▸ **TASK DIRECTIONS**: The answer must repeat every record exactly, with all pictures omitted.

---

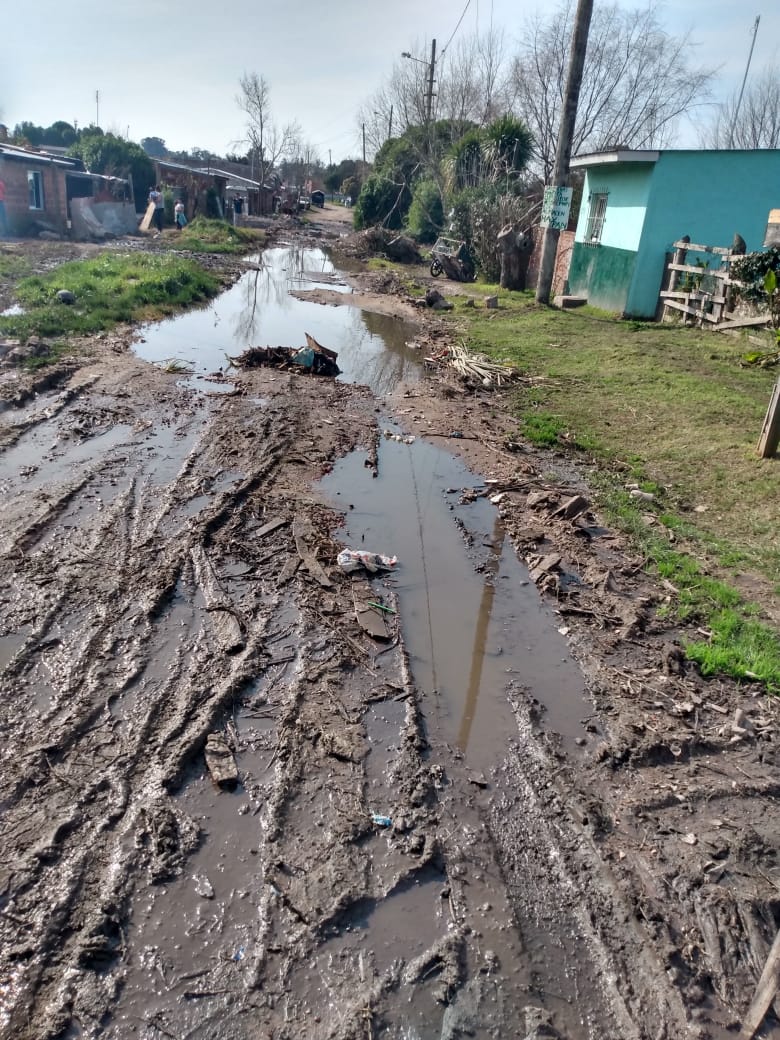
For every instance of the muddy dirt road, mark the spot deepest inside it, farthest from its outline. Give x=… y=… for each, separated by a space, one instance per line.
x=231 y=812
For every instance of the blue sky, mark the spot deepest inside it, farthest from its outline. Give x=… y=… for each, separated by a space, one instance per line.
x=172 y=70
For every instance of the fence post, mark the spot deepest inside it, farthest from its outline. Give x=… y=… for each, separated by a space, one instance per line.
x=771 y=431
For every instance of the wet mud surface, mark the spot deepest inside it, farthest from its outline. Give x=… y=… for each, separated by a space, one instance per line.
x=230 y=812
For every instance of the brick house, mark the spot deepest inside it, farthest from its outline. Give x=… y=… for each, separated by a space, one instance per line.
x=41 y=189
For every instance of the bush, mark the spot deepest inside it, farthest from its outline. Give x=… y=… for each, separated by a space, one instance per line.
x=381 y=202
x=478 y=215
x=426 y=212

---

▸ **WRITTEN RESPONSE**:
For every instance of the muddy dirt road, mark the spot deepest inside it, farthest from its outline. Give x=… y=… for each, separated by a space, one instance per line.
x=231 y=812
For every instance of the blue sky, mark the spot deepest inside it, farthest from its outline. Give x=… y=… for each, separated by a space, one instance per line.
x=172 y=70
For every instance of the fence post, mark the spot deepest inside it, farthest from its outline. Give x=… y=… for each, separated by a space, one instance per line.
x=771 y=431
For every instance of the wet mud surface, mark the spot deepest inside it, farthest from its outline. Give x=… y=… for each, separated by a space, one instance per line.
x=230 y=812
For every instance of the brick house, mark the spot deepest inside it, farthest from its outline. Give x=… y=… for each, separated by a space, one instance per line.
x=41 y=189
For every instance of the bush, mark the spot deepest inside it, farthest from its outline. Give x=… y=… for each, separated by a space, one instance per line.
x=381 y=202
x=478 y=215
x=426 y=212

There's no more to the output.